### PAGE:
## BEGIN

His peers did not echo his comments.  For every student who commented that changing directors was no big deal, there were others who felt abandoned or betrayed, by their departing director.

Abandoned

Although many students expressed feelings of sadness, loss, or dismay about losing their band director, feelings of abandonment and anger were most evident at Branson High School, where the band director neglected to tell the students that he was not coming back the following year.  Cory was among the students who wanted more honesty and transparency from his former band director:

I mean, it kind of sucks that he went to another school.  It would have been nice if he was more of a gentleman about it and said, “Listen, I’m going to another school next year.  I had a great time with you guys” instead of just leaving. Why did he leave us like that?  It’s very disrespectful.

## END

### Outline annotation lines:
## BEGIN

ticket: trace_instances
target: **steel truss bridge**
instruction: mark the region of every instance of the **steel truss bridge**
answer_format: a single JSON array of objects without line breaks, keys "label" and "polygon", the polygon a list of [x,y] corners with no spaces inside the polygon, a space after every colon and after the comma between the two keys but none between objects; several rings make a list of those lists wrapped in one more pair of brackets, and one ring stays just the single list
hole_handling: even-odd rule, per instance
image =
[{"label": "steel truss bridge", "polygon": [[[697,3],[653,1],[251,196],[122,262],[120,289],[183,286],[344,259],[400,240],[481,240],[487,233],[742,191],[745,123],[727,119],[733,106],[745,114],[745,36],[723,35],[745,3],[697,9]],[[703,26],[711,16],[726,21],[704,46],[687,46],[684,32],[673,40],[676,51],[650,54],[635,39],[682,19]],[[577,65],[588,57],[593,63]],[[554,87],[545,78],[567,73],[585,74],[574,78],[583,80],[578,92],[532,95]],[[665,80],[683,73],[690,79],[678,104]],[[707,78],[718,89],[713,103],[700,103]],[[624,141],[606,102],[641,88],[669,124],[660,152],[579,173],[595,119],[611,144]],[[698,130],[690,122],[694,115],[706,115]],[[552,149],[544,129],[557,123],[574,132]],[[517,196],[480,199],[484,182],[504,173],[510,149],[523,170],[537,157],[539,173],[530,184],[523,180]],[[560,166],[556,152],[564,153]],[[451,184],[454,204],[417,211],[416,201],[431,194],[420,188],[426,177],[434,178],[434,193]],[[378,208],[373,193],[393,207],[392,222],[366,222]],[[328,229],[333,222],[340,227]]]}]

## END

### DESCRIPTION OF THE TASK:
According to the passage on students losing their band director, at which school were feelings of abandonment and anger most evident? The lines are not required for this work.

### COMPLETED TASK:
Branson High School, where the band director neglected to tell the students that he was not coming back the following year.